**THE PROBLEM:** Repeat the following lines exactly and nothing else: the line containing "For every instance of the dirt mound" and each line after it through the end of the listing.

DATA SUPPLIED START

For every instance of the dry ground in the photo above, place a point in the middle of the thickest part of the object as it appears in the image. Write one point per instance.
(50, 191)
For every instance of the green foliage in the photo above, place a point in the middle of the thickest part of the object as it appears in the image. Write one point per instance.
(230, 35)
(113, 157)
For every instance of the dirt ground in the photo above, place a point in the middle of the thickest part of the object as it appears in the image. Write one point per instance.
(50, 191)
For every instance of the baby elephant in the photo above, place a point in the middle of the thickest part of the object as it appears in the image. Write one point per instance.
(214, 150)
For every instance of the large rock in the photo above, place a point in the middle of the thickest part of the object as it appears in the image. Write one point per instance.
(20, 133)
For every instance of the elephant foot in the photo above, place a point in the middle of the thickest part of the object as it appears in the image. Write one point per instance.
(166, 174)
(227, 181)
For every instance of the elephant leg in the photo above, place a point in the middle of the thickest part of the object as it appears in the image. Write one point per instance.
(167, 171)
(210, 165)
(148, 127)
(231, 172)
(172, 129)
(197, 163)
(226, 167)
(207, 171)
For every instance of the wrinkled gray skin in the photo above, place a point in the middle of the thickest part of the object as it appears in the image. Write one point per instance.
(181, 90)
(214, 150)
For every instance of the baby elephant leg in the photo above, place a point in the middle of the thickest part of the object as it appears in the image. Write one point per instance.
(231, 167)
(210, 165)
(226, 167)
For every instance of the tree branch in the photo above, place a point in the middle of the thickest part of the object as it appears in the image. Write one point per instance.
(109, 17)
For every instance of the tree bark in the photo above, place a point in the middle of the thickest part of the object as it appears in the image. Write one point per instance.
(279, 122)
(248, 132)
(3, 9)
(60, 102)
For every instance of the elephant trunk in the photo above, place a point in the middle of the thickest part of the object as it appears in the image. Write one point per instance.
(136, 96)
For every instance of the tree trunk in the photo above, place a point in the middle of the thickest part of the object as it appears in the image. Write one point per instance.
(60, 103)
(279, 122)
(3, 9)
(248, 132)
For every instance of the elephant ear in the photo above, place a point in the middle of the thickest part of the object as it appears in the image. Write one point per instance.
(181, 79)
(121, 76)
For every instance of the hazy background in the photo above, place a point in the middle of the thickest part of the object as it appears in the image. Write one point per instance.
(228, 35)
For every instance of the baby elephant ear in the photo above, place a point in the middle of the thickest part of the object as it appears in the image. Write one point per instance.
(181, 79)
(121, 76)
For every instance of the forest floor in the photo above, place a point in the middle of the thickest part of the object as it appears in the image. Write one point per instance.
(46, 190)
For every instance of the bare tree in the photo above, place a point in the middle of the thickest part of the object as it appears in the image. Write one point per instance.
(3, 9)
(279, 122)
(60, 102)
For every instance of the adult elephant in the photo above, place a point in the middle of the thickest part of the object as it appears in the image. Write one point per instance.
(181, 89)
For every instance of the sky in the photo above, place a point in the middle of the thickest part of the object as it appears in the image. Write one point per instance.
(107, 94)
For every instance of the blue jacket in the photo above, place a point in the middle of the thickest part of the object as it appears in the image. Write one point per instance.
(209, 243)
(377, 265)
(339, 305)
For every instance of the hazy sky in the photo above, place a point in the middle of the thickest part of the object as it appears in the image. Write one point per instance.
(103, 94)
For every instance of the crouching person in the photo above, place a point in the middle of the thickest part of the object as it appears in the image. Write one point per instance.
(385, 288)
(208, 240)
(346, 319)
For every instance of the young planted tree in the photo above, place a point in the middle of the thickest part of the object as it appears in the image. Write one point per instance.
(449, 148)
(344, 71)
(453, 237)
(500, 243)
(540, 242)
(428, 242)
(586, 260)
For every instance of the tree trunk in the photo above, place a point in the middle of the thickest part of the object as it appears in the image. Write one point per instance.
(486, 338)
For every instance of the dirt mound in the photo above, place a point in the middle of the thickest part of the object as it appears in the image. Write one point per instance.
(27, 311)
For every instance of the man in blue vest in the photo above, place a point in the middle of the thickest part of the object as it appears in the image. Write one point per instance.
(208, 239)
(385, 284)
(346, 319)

DATA SUPPLIED END

**EXERCISE ANSWER:**
For every instance of the dirt mound in the photo above, place a point in the middle of the thickest part of the object as it appears in the image. Write one point per instance.
(27, 311)
For every instance of the man in blue vest in the photo above, place a point in the middle of the thickest part of the object as it appears in the image. Write one point per instance.
(208, 239)
(385, 284)
(346, 319)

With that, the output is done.